Repeat the data exactly as it appears.

Source data

┄┄┄┄┄┄┄┄┄┄

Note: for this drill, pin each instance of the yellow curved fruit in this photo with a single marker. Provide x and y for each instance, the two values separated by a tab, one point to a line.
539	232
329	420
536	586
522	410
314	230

┄┄┄┄┄┄┄┄┄┄

Response to this exercise
Note: for this drill, pin each instance of the yellow curved fruit in this photo with a single marker. Provide x and y for each instance, the two values separated by a tab, one point to a line.
539	232
329	420
536	586
522	410
314	230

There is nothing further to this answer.